• **DOCUMENT TEXT**:

** begin **

2019-07-20

static_key introduction

There are often a situation that we need to check some switch to determine which code flow to be executed. In some cases the switch is almost the same (true or false), so the check may influence the performance. static_key and jump label let us do code patch in the address which we need to check. Using static_key, there is no check but just flat code flow. There are a lot of static_key usage introduction, but little internals introduction. This post is try to explain the static_key misc under the surface. This post uses kernel 4.4 as I just have this code in my hand now.

There are three aspects for static_key:

  1. We need to save the static_key information in the ELF file, these information is stored in the ‘__jump_table’ section in ELF file
  2. The kernel need to parse these ‘__jump_table’ information
  3. When we change the switch, the kernel need to update the patched code

The idea of static_key is illustrated as following:

Here in most situation the switch is the ‘most state’ so the red block is nop, this means the switch is in the ‘mostly’ state. When we change the state of the switch,the kernel will update the red block as a jump instruction so that the code can go to the ‘2’ code flow.

Store static_key information in ELF file

static_key is defined by a ‘struct static_key’:

    struct static_key {
            atomic_t enabled;
    /* Set lsb bit to 1 if branch is default true, 0 ot */
            struct jump_entry *entries;
    #ifdef CONFIG_MODULES
            struct static_key_mod *next;
    #endif
    };

The ‘enabled’ indicates the state of static_key, 0 means false and 1 means true. ‘entries’ contains the patching information of jump label, it is defined as following:

    struct jump_entry {
            jump_label_t code;
            jump_label_t target;
            jump_label_t key;
    };

code is the address of ‘patching’, target is where we should jump, and key is the address of static_key.

The ‘next’ field in static_key is used for modules reference the kernel image or other modules’ static_key.

Let’s use the ‘apic_sw_disabled’ in arch/x86/kvm/lapic.c as an example. It is defined as following:

    struct static_key_deferred apic_sw_disabled __read_mostly;

Here the ‘static_key_deferred’ is just a wrapper of static_key, it just contains a ‘timeout’ and a ‘delayed work’ to do the update using a delayed work.

    struct static_key_deferred {
            struct static_key key;
            unsigned long timeout;
            struct delayed_work work;
    };

‘apic_sw_disabled’ is used to determine whether the system software enables the local apic, in most cases, the software will enable this. So the default of ‘apic_sw_disabled’ is false. Notice, the ‘apic_sw_disabled’ is used for all of the vcpu. If any of the vcpu in the host disable the local apic, the ‘apic_sw_disabled’ will be true.

** end **

Dataset entries
** begin **

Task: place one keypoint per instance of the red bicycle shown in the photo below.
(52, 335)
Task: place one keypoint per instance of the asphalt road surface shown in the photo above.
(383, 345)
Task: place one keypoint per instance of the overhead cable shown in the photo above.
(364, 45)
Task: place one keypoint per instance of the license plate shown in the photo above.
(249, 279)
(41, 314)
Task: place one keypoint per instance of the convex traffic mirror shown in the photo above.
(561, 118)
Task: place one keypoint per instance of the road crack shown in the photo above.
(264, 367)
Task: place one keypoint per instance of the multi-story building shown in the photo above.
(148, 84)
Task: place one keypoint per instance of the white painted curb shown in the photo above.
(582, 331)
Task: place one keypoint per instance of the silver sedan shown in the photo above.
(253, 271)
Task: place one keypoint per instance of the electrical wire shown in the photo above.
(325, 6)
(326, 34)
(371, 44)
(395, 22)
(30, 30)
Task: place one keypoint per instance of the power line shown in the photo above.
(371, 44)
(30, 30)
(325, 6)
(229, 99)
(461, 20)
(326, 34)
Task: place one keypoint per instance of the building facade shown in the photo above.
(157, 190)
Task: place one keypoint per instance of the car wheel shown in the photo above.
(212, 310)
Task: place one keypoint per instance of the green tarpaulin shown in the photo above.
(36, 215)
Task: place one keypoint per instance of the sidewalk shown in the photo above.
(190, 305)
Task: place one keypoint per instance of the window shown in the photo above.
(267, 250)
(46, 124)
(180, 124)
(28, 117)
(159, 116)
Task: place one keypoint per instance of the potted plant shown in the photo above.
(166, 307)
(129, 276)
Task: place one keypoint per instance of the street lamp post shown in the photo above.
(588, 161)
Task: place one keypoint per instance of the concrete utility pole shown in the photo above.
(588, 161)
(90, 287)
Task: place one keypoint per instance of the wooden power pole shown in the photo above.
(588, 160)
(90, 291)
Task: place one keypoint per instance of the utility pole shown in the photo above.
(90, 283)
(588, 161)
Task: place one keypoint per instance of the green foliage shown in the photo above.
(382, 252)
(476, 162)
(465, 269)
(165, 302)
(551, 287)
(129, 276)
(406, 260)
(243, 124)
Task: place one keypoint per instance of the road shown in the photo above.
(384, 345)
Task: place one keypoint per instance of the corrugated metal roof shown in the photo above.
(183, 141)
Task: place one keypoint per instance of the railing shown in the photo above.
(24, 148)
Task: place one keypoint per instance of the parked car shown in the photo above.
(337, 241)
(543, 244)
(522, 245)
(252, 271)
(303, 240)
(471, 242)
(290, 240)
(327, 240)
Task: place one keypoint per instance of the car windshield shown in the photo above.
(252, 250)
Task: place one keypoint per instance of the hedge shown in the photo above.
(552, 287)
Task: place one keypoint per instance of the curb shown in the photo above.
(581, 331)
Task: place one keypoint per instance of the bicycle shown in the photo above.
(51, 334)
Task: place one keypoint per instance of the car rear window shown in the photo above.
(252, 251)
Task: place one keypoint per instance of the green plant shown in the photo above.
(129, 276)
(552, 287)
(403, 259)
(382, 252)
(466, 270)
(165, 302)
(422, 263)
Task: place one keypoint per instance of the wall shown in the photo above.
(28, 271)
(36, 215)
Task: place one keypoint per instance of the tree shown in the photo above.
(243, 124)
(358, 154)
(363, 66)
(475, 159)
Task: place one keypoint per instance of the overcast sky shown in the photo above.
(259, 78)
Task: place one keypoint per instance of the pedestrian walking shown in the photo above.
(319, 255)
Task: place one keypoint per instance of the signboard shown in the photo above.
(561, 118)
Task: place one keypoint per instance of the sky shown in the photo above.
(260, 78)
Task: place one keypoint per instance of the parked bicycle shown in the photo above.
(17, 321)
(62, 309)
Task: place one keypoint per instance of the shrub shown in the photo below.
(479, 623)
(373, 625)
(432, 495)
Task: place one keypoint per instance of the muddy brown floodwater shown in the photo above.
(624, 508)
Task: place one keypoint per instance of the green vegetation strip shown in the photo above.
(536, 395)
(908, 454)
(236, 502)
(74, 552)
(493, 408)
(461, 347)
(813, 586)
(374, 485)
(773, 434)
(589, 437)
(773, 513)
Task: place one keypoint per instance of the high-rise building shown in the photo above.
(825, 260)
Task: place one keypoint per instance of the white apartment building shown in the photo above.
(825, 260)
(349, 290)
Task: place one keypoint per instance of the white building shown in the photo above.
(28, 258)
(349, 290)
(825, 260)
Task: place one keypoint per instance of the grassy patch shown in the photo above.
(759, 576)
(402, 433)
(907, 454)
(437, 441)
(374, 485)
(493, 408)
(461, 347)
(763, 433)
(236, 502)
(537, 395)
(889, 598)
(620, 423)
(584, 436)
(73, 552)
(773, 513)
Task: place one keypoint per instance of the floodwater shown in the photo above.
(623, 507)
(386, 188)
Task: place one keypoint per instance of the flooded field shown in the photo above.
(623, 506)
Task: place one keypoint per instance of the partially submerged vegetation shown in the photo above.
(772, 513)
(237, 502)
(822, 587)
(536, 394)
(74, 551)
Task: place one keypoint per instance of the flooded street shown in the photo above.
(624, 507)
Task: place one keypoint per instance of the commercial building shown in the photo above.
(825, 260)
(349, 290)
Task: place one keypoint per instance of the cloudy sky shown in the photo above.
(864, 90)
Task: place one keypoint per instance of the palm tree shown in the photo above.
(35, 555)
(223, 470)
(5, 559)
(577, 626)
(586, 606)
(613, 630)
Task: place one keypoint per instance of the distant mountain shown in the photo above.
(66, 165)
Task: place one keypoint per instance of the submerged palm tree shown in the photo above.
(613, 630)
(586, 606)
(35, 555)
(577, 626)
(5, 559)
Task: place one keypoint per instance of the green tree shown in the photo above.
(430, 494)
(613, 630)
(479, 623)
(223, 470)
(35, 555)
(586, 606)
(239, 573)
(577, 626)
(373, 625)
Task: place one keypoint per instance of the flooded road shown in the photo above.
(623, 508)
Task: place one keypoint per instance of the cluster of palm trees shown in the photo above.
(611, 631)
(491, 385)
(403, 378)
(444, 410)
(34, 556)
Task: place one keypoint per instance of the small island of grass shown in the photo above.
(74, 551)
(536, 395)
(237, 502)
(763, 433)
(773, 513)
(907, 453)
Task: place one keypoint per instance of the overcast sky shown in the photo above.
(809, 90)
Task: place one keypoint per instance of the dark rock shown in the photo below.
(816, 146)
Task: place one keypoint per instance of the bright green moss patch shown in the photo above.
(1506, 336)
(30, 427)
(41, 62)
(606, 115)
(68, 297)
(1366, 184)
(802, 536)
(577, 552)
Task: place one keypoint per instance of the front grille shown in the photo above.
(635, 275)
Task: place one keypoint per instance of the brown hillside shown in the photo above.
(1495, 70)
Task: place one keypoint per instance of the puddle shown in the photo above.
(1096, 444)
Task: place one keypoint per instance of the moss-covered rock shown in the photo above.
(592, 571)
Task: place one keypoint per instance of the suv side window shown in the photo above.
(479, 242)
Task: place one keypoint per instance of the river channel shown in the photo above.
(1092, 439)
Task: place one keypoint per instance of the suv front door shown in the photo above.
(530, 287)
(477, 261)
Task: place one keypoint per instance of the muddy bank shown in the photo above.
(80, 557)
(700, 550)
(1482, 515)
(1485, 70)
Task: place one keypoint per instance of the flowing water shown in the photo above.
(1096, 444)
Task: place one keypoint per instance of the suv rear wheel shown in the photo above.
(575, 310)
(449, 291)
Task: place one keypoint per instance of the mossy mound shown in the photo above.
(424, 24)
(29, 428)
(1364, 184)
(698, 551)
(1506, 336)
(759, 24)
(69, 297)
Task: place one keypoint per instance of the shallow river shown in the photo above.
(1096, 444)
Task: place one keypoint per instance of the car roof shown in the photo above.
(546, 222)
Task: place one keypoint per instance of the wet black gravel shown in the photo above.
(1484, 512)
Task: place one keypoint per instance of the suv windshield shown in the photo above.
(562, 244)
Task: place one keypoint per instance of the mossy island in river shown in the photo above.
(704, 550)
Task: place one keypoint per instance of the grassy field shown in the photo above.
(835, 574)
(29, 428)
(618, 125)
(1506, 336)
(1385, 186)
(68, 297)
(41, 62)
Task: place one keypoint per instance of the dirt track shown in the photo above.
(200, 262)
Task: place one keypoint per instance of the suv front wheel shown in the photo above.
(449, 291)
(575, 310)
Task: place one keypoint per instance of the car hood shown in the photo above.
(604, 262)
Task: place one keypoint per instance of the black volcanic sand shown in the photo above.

** end **

• **DIRECTIVES**:
1: Translate this sentence from the static_key post into Spanish: "code is the address of ‘patching’, target is where we should jump, and key is the address of static_key."
2: Answer these questions using the static_key post:
(a) In which ELF section is the static_key information stored?
(b) Which kernel version does the post use?
(c) In which source file is ‘apic_sw_disabled’ given as an example?
3: Carry the static_key post forward from its final sentence, keeping its topic and tone.

• **TASK RESULTS**:
1: code es la dirección de ‘patching’, target es el lugar al que debemos saltar y key es la dirección de static_key.

2:
(a) The ‘__jump_table’ section.
(b) Kernel 4.4.
(c) arch/x86/kvm/lapic.c.

3:
In ‘kvm_apic_sw_enabled’, it calls ‘static_key_false’ to determine ‘apic_sw_disabled.key’. The ‘static_key_false’ just calls ‘arch_static_branch’ and latter is as following:

    static __always_inline bool arch_static_branch(struct static_key *key, bool branch)
    {
            asm_volatile_goto("1:"
                    ".byte " __stringify(STATIC_KEY_INIT_NOP) "\n\t"
                    ".pushsection __jump_table,  \"aw\" \n\t"
                    _ASM_ALIGN "\n\t"
                    _ASM_PTR "1b, %l[l_yes], %c0 + %c1 \n\t"
                    ".popsection \n\t"
                    : :  "i" (key), "i" (branch) : : l_yes);

            return false;
    l_yes:
            return true;
    }

The ‘STATIC_KEY_INIT_NOP’ is ‘no-op instruction’ , it is ‘0x0f,0x1f,0x44,0x00,0’. This is the red block in the first pic. The data between ‘.pushsection’ and ‘.popsection’ will be in ‘__jump_table’ section. For every arch_static_branch call there are three unsigned long data in the ‘__jump_table’. The first unsigned long is the address of ‘1b’, this is the 5 ‘no-op instruction’s address. The second if the address of ‘l_yes’, and the third is the static_key’s address ored with the branch value(false for the static_key_false, and true for the static_key_true).

‘static_key_false’ and ‘arch_static_branch’ is always inline, so ‘kvm_apic_sw_enabled’ will be compiled as following asm instruction.

Notice we have set the ‘kvm_apic_sw_enabled’ as noinline by adding ‘noline’ in the function signature.

As the ‘13f70’ line is no-op instruction, so this ‘kvm_apic_sw_enabled’ always return 1. This is right.

Also after ‘arch_static_branch’ is compiled, there are three unsigned long data in the ‘__jump_table’. It lays as following:

    |no-op address | target address | static_key's address ored with 0|

In this function it is:

    |13f79 | 13f85| kvm_apic_sw_enabled.key's address|

These three data is coressponding to the ‘jump_entry’, The kvm_apic_sw_enabled.key’s address is a global address.

Notice here ‘13f79’ is just the address of the kvm.ko file offset. In module loding, it will be reallocated.

Parses '__jump_table' when startup

In ‘start_kerne’ it calls ‘jump_label_init’ to parse the ‘__jump_table’. For modules, in ‘jump_label_init_module’ it register a module notifier named ‘jump_label_module_nb’, when a module loaded, it calls ‘jump_label_add_module’ to parse ‘__jump_table’. We will deep into the module case. ‘jump_label_add_module’s code is following:

    static int jump_label_add_module(struct module *mod)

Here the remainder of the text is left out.